Point labeling examples
** Begin **

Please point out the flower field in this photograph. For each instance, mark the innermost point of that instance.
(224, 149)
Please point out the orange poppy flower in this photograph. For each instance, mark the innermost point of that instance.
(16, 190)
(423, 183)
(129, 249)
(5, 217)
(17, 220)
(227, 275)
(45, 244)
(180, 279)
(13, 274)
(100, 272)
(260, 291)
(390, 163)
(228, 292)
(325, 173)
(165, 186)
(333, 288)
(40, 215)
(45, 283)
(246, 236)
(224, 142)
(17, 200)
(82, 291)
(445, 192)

** End **

Copy every line of the entries above, labeling requests included, and subtract 6 from each coordinate value in the answers.

→ Output for this exercise:
Please point out the flower field in this photograph. For each instance, mark the innermost point of that instance.
(218, 143)
Please point out the orange poppy flower in this photograph. For each instance, mark the innermost point of that instance.
(10, 184)
(417, 177)
(123, 243)
(-1, 211)
(11, 214)
(221, 269)
(39, 238)
(174, 273)
(7, 268)
(94, 266)
(254, 285)
(384, 157)
(222, 286)
(319, 167)
(159, 180)
(327, 282)
(34, 209)
(39, 277)
(240, 230)
(218, 136)
(11, 194)
(76, 285)
(439, 186)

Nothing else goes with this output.